Please show each of the lines below that contains the word "white". Case counts.

>> Start

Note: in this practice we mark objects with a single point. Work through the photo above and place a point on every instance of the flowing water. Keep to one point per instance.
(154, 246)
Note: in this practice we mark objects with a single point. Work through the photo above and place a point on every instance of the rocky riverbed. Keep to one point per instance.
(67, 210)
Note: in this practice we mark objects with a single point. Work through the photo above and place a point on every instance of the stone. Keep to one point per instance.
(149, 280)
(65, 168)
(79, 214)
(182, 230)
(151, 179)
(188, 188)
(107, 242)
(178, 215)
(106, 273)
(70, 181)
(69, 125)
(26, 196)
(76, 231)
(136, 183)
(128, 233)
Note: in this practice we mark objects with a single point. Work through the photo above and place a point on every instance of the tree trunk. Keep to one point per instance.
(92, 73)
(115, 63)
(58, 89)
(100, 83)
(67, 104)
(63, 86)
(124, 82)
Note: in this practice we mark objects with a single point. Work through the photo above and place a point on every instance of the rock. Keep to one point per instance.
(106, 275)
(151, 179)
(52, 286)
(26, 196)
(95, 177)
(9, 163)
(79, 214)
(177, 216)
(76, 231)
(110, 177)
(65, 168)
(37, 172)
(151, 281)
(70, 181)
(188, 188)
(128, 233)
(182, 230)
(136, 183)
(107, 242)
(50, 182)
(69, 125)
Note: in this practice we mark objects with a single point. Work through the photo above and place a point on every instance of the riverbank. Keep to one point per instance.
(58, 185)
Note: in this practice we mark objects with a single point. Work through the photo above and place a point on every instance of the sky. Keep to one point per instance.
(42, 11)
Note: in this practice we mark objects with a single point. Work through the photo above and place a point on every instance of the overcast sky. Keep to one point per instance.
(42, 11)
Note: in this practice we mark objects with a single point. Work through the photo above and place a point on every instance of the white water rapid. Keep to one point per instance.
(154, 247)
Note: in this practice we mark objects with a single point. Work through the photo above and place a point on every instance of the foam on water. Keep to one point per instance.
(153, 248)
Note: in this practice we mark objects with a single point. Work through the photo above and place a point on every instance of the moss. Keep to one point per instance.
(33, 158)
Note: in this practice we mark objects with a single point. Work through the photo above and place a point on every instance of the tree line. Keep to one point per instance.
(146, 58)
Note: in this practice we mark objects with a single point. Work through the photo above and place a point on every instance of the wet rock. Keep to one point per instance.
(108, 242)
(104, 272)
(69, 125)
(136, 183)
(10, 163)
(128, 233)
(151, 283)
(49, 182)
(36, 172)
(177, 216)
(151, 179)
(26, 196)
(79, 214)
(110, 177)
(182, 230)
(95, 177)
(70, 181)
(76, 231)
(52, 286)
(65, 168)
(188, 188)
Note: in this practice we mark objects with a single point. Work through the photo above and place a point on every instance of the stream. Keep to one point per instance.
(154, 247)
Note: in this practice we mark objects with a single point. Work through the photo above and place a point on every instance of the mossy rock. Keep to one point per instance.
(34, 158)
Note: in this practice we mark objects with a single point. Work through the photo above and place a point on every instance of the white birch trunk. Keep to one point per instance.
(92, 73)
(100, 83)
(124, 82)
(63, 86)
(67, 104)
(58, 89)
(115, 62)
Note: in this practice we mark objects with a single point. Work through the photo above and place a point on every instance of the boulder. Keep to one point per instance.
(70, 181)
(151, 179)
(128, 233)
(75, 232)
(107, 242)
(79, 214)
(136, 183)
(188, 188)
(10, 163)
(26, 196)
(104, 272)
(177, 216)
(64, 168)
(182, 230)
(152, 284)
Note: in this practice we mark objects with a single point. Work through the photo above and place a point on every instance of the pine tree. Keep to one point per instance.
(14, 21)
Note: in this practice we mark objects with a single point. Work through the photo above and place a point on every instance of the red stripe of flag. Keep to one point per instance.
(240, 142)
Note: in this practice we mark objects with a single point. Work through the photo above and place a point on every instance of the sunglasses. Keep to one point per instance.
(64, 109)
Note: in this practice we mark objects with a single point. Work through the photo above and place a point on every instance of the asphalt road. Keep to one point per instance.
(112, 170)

>> End
>> Start

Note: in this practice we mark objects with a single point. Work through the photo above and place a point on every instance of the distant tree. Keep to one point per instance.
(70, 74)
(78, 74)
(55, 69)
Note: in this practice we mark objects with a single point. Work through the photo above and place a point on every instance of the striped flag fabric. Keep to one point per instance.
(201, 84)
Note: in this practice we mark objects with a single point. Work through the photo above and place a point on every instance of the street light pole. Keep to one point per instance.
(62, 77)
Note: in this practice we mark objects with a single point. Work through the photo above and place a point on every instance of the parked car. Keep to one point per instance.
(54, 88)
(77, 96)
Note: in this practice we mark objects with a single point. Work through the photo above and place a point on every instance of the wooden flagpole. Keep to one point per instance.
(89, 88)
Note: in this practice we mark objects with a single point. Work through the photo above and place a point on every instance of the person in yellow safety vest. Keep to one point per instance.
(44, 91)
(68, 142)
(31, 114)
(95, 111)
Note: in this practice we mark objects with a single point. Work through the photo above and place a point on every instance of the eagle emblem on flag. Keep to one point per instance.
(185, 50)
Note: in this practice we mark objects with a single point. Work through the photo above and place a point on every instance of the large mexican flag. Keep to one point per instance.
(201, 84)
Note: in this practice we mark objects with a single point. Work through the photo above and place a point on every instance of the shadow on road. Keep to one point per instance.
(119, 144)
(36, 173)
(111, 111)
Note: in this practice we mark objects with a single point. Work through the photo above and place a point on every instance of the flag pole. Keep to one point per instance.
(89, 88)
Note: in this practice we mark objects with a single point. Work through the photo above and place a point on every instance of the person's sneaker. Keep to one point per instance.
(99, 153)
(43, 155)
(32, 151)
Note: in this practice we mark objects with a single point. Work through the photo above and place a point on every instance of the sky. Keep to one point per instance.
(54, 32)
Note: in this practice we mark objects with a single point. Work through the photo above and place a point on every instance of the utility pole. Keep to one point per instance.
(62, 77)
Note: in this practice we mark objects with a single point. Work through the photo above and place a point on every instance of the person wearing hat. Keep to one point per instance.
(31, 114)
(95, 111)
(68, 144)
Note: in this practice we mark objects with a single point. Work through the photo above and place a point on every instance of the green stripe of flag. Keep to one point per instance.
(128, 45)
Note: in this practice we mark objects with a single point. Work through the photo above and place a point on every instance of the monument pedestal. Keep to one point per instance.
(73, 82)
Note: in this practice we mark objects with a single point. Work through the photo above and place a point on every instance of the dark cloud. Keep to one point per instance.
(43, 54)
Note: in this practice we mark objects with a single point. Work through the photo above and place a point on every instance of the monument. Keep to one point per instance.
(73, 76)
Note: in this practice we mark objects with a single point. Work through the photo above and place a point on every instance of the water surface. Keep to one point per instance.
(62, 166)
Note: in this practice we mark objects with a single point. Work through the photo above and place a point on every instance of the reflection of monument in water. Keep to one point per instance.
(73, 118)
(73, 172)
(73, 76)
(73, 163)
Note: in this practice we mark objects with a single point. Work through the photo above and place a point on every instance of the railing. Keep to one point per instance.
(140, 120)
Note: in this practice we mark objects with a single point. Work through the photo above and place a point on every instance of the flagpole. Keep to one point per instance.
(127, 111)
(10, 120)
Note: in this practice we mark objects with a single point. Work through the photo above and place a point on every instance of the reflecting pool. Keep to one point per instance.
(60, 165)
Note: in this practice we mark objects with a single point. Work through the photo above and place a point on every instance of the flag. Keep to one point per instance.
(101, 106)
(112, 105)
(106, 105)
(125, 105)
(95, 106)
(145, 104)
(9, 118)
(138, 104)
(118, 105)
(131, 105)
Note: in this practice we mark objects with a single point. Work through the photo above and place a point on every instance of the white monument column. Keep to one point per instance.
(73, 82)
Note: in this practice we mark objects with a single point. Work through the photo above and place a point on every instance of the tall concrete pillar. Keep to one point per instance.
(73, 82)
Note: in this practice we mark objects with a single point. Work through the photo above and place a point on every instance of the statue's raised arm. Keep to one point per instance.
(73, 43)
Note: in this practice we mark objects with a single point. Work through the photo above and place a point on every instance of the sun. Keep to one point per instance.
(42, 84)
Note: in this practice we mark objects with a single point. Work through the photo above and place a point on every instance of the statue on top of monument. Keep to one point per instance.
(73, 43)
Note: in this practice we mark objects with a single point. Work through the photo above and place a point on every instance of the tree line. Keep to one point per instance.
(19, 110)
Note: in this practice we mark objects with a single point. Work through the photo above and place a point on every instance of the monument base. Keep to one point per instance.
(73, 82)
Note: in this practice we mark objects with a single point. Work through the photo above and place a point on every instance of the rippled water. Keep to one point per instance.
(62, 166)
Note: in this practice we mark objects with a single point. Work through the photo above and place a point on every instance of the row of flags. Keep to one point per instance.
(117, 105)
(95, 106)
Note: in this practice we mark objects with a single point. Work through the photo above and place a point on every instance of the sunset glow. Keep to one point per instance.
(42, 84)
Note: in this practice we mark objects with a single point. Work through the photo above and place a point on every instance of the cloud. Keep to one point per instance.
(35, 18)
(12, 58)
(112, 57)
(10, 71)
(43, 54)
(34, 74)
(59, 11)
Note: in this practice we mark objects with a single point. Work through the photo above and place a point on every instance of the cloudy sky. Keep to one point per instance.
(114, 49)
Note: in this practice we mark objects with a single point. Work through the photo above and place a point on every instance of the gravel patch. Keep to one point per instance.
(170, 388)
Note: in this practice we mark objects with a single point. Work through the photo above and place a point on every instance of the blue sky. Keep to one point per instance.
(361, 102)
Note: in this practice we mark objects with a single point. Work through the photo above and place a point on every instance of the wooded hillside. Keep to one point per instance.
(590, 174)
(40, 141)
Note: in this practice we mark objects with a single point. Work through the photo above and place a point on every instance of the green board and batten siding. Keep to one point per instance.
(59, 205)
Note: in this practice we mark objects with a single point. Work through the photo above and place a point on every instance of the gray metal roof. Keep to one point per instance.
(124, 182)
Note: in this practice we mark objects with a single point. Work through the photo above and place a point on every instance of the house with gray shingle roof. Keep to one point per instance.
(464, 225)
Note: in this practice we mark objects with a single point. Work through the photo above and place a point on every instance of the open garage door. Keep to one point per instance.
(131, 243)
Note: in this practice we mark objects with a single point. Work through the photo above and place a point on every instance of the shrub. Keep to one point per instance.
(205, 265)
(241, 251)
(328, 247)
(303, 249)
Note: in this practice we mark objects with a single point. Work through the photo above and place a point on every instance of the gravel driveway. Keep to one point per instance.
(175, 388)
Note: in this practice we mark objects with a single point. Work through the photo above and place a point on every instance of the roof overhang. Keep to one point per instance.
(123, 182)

>> End
>> Start

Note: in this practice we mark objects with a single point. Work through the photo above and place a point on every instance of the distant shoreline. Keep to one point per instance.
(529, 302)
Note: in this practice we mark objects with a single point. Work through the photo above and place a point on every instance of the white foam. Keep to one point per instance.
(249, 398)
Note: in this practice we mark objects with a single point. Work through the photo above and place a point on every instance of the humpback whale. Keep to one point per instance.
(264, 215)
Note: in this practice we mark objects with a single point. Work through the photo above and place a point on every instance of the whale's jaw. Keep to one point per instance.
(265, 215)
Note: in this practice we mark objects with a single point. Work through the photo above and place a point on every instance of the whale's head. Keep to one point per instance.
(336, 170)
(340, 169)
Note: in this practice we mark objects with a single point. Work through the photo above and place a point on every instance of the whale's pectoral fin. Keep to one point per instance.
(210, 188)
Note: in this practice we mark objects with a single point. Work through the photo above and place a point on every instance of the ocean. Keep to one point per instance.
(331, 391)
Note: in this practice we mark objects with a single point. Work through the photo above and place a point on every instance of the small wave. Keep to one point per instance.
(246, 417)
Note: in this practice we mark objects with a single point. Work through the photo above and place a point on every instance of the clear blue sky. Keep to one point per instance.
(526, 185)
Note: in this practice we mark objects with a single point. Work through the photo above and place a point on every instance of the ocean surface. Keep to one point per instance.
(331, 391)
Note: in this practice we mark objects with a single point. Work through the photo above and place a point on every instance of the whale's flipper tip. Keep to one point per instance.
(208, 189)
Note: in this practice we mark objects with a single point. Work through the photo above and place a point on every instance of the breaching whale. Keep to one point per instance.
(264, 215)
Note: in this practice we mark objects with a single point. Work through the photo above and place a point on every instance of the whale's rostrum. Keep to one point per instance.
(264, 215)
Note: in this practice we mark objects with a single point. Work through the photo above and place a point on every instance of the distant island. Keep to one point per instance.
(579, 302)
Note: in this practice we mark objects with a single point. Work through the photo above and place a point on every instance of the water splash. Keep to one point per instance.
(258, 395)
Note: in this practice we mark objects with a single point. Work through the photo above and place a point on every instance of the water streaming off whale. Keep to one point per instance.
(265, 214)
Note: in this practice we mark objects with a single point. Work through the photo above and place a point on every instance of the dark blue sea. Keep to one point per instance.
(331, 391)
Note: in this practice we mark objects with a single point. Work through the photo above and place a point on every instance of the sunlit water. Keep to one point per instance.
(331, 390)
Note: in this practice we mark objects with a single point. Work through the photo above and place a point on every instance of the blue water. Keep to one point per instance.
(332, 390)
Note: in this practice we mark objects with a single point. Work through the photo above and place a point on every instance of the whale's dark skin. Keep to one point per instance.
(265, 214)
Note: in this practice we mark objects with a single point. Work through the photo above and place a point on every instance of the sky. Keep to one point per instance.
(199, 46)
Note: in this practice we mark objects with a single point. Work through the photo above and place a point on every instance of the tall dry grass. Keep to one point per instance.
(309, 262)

>> End

§ TASK OUTPUT
Note: in this practice we mark objects with a single point. Work through the photo above and place a point on every instance of the white water rapid. Keep to one point per instance.
Note: in this practice we mark objects with a single point. Work through the photo above and place a point on every instance of the white birch trunk. Keep to one point per instance.
Note: in this practice we mark objects with a single point. Work through the photo above and place a point on every instance of the white monument column. Keep to one point per instance.
Note: in this practice we mark objects with a single point. Work through the photo above and place a point on every instance of the white foam. Keep to one point per instance.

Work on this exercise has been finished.